--- start of Extract ---

Studio album by Jinjer
- Released: 7 February 2025
- Genre: Progressive metal; groove metal; metalcore;
- Length: 42:50
- Label: Napalm Records
- Producer: Max Morton; Jinjer;

Jinjer chronology
| Wallflowers (2021) | Duél (2025) |  |

= Duél (Jinjer album) =

Duél is the fifth studio album by Ukrainian heavy metal band Jinjer, released on 7 February 2025 by Napalm Records.

==Background==
The album was produced by Max Morton, who had produced several of the band's previous albums. Most of the songs were inspired by the history of Ukraine and Eastern Europe in the late 19th Century, plus singer Tatiana Shmayluk's forced relocation to Los Angeles in light of the Russian invasion of Ukraine. The album is also informed by the band's unanticipated status as cultural ambassadors for their country while touring internationally during hostilities in Ukraine.

==Critical reception==
The album received generally positive reviews. Metal Injection declared that "Jinjer is operating at the peak of their creative powers" and offered particular praise for Shmayluk's powerful vocals. Kerrang! described the album as an example of the "underdog status" of heavy metal, informed by the comparable underdog status of Jinjer's home country of Ukraine, and concluded that the album "is unsparing in its intensity, with its superb and scorching title track reminding us that when it’s good vs. evil, you can’t be a neutral bystander."

--- end of Extract ---
--- start of Information supplied ---

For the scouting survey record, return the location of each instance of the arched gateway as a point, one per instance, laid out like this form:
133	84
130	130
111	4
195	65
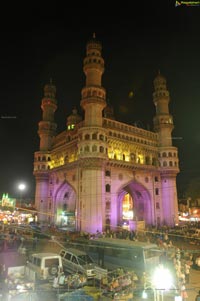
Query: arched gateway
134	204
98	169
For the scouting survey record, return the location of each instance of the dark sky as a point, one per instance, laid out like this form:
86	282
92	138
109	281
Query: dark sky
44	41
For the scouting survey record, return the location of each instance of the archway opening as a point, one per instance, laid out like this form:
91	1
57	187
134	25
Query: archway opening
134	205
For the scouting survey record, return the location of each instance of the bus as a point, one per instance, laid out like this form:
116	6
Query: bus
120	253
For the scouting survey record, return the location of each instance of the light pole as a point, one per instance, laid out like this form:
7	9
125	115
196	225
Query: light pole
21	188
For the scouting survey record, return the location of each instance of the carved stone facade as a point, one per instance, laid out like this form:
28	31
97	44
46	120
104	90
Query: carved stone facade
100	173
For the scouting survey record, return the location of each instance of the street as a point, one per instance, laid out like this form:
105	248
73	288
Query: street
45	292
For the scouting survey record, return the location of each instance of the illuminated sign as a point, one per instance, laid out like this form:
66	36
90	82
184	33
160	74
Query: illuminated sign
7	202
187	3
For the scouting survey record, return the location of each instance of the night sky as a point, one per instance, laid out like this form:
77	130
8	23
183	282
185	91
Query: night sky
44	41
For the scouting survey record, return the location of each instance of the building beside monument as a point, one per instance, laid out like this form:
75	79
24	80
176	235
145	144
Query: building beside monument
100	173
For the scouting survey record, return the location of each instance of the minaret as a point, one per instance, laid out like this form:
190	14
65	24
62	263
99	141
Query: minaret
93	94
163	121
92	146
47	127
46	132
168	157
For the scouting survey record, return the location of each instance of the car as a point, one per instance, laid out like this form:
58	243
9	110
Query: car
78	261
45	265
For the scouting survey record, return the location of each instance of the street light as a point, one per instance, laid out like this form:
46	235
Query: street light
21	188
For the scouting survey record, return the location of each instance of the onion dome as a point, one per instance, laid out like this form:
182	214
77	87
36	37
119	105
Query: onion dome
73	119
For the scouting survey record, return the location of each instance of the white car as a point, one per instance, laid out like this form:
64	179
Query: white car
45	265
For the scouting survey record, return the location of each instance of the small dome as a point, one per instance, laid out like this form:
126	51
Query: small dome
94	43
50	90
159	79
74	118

--- end of Information supplied ---
--- start of Information supplied ---

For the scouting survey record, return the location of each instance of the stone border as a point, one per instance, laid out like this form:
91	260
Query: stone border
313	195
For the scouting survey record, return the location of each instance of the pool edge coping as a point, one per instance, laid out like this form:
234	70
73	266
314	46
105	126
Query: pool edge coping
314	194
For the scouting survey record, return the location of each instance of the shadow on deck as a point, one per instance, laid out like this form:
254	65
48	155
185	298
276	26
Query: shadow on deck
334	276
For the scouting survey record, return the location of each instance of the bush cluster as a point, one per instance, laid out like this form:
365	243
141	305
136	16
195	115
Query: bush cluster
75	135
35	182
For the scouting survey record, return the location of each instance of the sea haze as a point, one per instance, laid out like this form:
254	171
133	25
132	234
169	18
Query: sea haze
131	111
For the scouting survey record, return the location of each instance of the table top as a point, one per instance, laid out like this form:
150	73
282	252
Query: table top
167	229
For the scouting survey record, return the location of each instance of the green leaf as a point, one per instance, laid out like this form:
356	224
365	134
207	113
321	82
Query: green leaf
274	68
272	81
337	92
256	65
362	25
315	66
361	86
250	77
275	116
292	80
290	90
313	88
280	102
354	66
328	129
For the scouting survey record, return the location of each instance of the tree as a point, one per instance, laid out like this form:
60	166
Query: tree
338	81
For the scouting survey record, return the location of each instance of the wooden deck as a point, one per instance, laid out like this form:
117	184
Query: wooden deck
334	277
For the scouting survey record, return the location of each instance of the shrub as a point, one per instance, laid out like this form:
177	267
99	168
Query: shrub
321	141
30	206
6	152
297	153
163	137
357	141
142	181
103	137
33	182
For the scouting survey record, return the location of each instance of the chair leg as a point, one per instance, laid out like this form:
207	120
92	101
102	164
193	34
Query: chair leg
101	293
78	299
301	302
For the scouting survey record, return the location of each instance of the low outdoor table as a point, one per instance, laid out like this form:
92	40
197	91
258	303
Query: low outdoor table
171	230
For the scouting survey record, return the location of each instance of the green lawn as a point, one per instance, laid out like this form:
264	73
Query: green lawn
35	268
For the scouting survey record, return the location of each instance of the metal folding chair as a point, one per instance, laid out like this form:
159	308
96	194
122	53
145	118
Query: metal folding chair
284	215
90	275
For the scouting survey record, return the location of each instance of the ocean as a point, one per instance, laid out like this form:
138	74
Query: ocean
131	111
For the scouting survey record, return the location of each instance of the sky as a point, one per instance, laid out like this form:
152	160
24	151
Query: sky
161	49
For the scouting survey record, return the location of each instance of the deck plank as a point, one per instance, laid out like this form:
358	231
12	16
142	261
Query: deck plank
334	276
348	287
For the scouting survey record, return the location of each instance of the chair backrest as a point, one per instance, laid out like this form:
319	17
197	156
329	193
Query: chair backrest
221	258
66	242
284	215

--- end of Information supplied ---

» **Task goal**:
Using the text about the album Duél, decide whether each statement below agrees with it, answering yes or no and quoting the words of the text that decide it.
1. Duél was released by Napalm Records.
2. Duél was the first Jinjer album that Max Morton produced.
3. Metal Injection singled out Shmayluk's vocals for praise.

» **Task result**:
1. Yes: "released on 7 February 2025 by Napalm Records."
2. No: "who had produced several of the band's previous albums."
3. Yes: "offered particular praise for Shmayluk's powerful vocals."